● **PROVIDED PASSAGE**
"""
Skip to content

Metadata Fields

Overview

OpenContracts provides a unified data model for both extracted data and manual metadata entry at the corpus level. This feature allows you to define structured metadata schemas for documents within a corpus, ensuring consistent data collection and validation across your document sets.

Architecture

The metadata system is built on the same foundation as the data extraction system, providing a DRY (Don't Repeat Yourself) approach to structured data:

Core Components

  • Fieldset: Container for columns, with different uses for metadata vs extraction
  • Metadata Fieldsets: Linked to corpus via OneToOneField(corpus), automatically created per corpus
  • Extraction Fieldsets: Independent fieldsets for data extraction tasks, used in Extract operations
  • Columns: Define individual fields with data types, validation rules, and display configuration
  • Metadata Columns: Have is_manual_entry=True and data_type set
  • Extraction Columns: Have is_manual_entry=False and use query, match_text, output_type
  • Datacells: Store the actual values for both metadata and extracted data
  • Metadata Datacells: Have extract=NULL and are manually created/edited
  • Extraction Datacells: Have extract set and are created by extraction tasks
  • Unified Validation: Consistent validation logic shared between extracted data and manual metadata

Key Benefits

  1. Unified Architecture: Same models handle both extracted data and manual metadata
  2. Type Safety: Strong typing with comprehensive validation
  3. Corpus-Level Schema: Consistent metadata structure across all documents in a corpus
  4. Automatic Management: Metadata fieldsets are automatically created when first metadata column is added to a corpus

Fieldset Relationships: Metadata vs Extraction

OpenContracts uses the same Fieldset model for both metadata schemas and extraction schemas, but they serve different purposes:

Metadata Fieldsets

  • Relationship: OneToOneField between Corpus and Fieldset via corpus.metadata_schema
  • Creation: Automatically created when first metadata column is added to a corpus
  • Naming: Typically named "{Corpus Title} Metadata"
"""
● **DATA RECORDS**
"""
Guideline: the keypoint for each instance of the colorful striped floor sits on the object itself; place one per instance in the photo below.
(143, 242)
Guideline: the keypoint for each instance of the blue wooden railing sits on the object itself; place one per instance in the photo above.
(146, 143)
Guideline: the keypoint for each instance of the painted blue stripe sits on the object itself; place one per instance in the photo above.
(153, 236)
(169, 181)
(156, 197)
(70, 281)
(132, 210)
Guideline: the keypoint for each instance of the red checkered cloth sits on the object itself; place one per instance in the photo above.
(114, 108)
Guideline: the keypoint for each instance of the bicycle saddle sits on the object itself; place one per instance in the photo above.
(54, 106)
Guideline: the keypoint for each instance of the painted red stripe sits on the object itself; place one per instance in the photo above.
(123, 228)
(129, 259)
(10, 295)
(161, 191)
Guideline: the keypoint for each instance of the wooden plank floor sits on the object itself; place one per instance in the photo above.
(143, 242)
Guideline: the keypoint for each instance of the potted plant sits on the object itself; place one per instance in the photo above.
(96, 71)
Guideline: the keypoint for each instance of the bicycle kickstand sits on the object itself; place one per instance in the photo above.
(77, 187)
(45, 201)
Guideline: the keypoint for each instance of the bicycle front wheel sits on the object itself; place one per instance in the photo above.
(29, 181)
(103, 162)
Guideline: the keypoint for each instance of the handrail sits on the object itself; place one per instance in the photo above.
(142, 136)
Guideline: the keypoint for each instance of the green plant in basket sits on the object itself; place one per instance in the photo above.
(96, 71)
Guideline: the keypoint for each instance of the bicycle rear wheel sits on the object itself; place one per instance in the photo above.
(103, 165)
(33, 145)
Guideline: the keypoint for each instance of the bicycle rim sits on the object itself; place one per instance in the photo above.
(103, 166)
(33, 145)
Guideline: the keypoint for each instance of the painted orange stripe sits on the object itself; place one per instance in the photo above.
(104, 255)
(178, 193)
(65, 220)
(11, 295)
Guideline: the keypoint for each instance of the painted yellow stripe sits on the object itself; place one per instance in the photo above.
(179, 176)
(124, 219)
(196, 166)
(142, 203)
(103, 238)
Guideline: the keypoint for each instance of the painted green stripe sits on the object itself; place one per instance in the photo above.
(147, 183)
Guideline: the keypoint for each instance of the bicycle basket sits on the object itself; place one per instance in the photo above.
"""
● **DIRECTIONS**
a - Transcribe the metadata fields page from "Skip to content" up to and including "your document sets.".
b - Condense the paragraph in the metadata fields page that begins "OpenContracts provides a unified data model" into a short bulleted list that keeps its main facts.
c - Based on the metadata fields page, why is the metadata system described as a DRY (Don't Repeat Yourself) approach to structured data?
The rows have no role in this work.

● **EXERCISE SOLUTIONS**
a -
Skip to content

Metadata Fields

Overview

OpenContracts provides a unified data model for both extracted data and manual metadata entry at the corpus level. This feature allows you to define structured metadata schemas for documents within a corpus, ensuring consistent data collection and validation across your document sets.

b -
- OpenContracts uses one data model for extracted data and for manual metadata entry at the corpus level.
- Users can define structured metadata schemas for the documents in a corpus.
- This keeps data collection and validation consistent across document sets.

c - It is built on the same foundation as the data extraction system. The same models handle both extracted data and manual metadata, and the two share the same validation logic.